■ Work required
Reproduce everything from the line containing "Where can the flower" down to the end of the listing below, requests included, and shift every coordinate in the answers by -12. Give only those lines.

■ Records for this exercise
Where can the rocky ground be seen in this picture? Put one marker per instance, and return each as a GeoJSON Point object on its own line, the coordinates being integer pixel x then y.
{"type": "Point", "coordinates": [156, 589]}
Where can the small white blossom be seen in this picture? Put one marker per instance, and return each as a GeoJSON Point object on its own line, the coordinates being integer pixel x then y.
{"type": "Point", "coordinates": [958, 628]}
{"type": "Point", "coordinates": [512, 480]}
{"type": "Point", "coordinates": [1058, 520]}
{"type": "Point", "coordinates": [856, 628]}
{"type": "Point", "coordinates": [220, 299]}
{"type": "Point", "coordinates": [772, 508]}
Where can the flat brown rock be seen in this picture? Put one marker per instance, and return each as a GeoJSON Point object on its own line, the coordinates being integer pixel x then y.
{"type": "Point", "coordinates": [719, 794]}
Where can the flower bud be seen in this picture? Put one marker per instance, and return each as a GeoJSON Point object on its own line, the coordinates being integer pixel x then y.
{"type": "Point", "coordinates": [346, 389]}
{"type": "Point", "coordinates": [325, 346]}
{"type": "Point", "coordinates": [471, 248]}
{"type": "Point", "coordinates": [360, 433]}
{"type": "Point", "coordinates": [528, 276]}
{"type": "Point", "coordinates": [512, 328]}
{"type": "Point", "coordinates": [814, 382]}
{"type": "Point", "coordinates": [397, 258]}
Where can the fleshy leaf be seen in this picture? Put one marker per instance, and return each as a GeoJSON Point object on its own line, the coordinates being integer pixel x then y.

■ Full response
Where can the flower bud be seen in this picture? Put one marker per instance, and return each as a GeoJSON Point object on its own line, the coordinates being integer pixel x then y.
{"type": "Point", "coordinates": [334, 377]}
{"type": "Point", "coordinates": [313, 334]}
{"type": "Point", "coordinates": [459, 236]}
{"type": "Point", "coordinates": [348, 421]}
{"type": "Point", "coordinates": [516, 264]}
{"type": "Point", "coordinates": [500, 316]}
{"type": "Point", "coordinates": [802, 370]}
{"type": "Point", "coordinates": [385, 246]}
Where can the fleshy leaf be seen in this picture? Put one marker per instance, and return each as a GeoJSON Point object on its own line, the coordinates being integer pixel x then y.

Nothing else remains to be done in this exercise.